-------- Listed records --------

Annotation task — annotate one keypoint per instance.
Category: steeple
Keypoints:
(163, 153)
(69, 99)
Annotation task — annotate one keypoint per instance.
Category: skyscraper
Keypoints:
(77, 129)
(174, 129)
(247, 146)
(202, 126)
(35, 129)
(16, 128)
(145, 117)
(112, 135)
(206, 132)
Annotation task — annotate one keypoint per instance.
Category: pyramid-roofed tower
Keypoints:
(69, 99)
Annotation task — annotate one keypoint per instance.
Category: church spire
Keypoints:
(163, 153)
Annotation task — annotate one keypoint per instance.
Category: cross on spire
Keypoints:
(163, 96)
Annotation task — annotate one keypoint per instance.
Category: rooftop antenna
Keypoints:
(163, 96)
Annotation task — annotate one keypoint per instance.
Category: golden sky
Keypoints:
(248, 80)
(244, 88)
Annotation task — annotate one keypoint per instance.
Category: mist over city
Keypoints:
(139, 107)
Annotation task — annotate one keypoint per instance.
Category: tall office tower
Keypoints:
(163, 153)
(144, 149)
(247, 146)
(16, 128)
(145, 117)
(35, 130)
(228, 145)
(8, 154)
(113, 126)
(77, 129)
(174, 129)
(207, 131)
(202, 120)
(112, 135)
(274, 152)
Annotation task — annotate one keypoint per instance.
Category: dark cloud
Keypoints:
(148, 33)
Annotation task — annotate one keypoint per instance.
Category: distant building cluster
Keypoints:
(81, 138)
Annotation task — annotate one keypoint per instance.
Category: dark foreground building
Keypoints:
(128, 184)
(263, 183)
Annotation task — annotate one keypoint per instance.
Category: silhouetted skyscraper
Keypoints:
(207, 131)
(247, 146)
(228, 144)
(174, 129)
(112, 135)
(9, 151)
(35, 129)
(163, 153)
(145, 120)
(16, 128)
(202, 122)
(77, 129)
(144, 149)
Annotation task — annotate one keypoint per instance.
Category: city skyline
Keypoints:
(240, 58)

--------
-------- Listed records --------

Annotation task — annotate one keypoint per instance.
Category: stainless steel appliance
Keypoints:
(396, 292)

--------
-------- Listed records --------

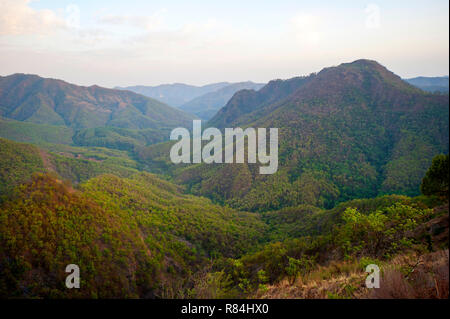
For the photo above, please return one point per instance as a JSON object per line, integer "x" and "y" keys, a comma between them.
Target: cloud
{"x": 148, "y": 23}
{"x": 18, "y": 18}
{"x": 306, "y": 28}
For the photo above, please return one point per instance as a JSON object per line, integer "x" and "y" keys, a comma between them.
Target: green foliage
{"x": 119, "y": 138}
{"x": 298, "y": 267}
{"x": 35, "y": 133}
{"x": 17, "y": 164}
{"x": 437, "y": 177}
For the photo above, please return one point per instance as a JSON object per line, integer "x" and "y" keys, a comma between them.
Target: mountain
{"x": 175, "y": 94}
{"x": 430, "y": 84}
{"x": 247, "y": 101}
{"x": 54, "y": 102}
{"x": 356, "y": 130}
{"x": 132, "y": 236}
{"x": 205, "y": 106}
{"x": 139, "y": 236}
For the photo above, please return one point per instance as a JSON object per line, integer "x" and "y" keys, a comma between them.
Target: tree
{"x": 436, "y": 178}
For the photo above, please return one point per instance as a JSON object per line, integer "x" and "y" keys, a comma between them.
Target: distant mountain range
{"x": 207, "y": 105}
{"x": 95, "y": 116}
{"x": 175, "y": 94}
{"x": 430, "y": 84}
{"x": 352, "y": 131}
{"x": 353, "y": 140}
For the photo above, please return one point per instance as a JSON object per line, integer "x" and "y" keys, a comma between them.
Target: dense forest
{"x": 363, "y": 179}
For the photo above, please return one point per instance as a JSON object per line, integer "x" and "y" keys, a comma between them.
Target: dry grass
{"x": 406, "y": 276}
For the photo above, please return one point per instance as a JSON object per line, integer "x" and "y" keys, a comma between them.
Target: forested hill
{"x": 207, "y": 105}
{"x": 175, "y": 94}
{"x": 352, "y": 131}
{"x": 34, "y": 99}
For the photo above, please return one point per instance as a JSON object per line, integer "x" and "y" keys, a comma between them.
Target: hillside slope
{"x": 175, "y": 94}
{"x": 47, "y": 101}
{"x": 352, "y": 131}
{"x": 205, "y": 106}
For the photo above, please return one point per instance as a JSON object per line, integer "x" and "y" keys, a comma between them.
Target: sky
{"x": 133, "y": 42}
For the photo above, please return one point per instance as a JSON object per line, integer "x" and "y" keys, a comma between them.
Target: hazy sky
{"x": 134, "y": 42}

--------

### The task
Match on "skyscraper" and report each line of the data above that has it.

### Written solution
Category: skyscraper
Category: silhouetted skyscraper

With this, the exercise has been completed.